EXERCISE: Format all the rows below as a numbered list, skipping any blank lines. Leave the pictures out of your list.

DATASET EXCERPTS:
###
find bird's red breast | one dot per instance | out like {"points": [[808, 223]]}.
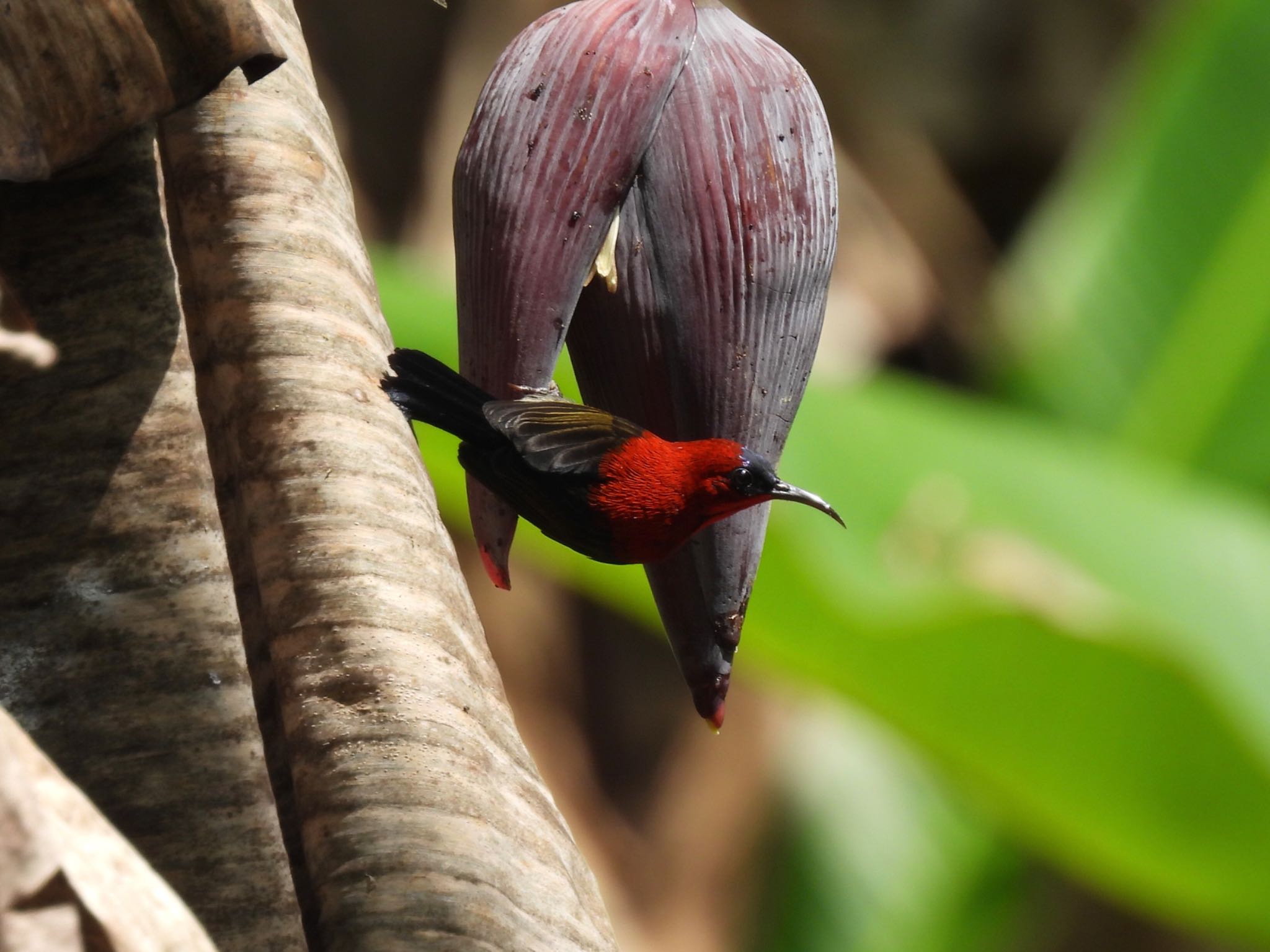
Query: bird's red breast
{"points": [[655, 493]]}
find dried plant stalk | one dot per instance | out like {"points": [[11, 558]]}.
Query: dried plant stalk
{"points": [[425, 822], [120, 644]]}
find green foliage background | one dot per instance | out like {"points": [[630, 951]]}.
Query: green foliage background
{"points": [[1059, 589]]}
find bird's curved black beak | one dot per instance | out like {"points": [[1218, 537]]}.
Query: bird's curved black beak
{"points": [[784, 491]]}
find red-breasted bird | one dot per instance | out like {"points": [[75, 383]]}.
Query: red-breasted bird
{"points": [[596, 483]]}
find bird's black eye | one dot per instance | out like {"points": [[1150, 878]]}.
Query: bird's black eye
{"points": [[744, 480]]}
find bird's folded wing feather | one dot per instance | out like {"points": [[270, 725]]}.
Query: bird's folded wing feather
{"points": [[556, 436]]}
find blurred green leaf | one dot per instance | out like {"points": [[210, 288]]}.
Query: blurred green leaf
{"points": [[874, 856], [1075, 635], [1139, 301]]}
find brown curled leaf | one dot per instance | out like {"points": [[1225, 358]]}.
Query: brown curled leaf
{"points": [[74, 75]]}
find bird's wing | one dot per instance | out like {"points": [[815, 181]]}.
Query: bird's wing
{"points": [[556, 436]]}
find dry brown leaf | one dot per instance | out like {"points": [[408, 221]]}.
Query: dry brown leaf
{"points": [[425, 821], [68, 876], [120, 644], [74, 75]]}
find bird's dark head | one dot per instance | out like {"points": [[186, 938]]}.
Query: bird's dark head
{"points": [[738, 478]]}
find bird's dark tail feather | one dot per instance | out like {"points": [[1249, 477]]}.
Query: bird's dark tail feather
{"points": [[429, 391]]}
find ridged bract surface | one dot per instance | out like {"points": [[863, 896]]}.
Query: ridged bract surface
{"points": [[724, 254], [551, 150]]}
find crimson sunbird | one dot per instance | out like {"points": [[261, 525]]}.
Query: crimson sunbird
{"points": [[596, 483]]}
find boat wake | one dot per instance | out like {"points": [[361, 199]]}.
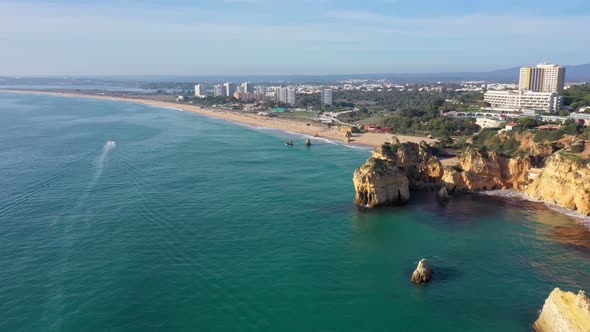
###
OUTPUT FOR THIS EXERCISE:
1. find bird's red breast | one dot per instance | out like {"points": [[808, 223]]}.
2. Query: bird's red breast
3. {"points": [[655, 493]]}
4. find dried plant stalk | one dot per instance | out like {"points": [[11, 558]]}.
5. Query: dried plant stalk
6. {"points": [[425, 822], [120, 644]]}
7. find green foliage background | one dot per instance | out like {"points": [[630, 951]]}.
8. Query: green foliage background
9. {"points": [[1059, 589]]}
10. find bird's curved black beak | one dot per instance | out like {"points": [[1218, 537]]}.
11. Query: bird's curved black beak
12. {"points": [[784, 491]]}
13. find red-breasted bird | one dot per instance | out like {"points": [[75, 383]]}.
14. Query: red-breasted bird
15. {"points": [[596, 483]]}
16. find bird's black eye | one dot per instance | out like {"points": [[1150, 878]]}.
17. Query: bird's black eye
18. {"points": [[744, 480]]}
19. find bird's folded wing feather | one dot per instance | out like {"points": [[270, 725]]}.
20. Query: bird's folded wing feather
21. {"points": [[556, 436]]}
22. find blurred green leaf | one dot per instance | out like {"points": [[210, 288]]}.
23. Query: blurred green leaf
24. {"points": [[874, 856], [1075, 635], [1139, 301]]}
25. find brown curled leaf | one dot per instance | out like {"points": [[1225, 358]]}.
26. Query: brown curled leaf
27. {"points": [[74, 75]]}
28. find bird's wing | one dot per instance | out like {"points": [[815, 181]]}.
29. Query: bird's wing
30. {"points": [[556, 436]]}
31. find dry brown leaf | one dot per instance | out like {"points": [[408, 221]]}.
32. Query: dry brown leaf
33. {"points": [[425, 821], [68, 876], [120, 644], [74, 75]]}
34. find bird's dark head | one dot per instance | out like {"points": [[186, 938]]}.
35. Query: bird's dark head
36. {"points": [[738, 478]]}
37. find bird's dark tail feather | one dot per instance | out like {"points": [[1249, 477]]}.
38. Query: bird's dark tail feather
39. {"points": [[429, 391]]}
40. find ridged bract surface | one dot per instance | out like {"points": [[863, 896]]}.
41. Query: ridged bract surface
42. {"points": [[724, 254], [551, 150]]}
43. find crimson sunbird | one dot per instance | out like {"points": [[261, 525]]}.
44. Query: crimson sunbird
45. {"points": [[596, 483]]}
46. find boat wake | one dot per instance | out like {"points": [[361, 199]]}.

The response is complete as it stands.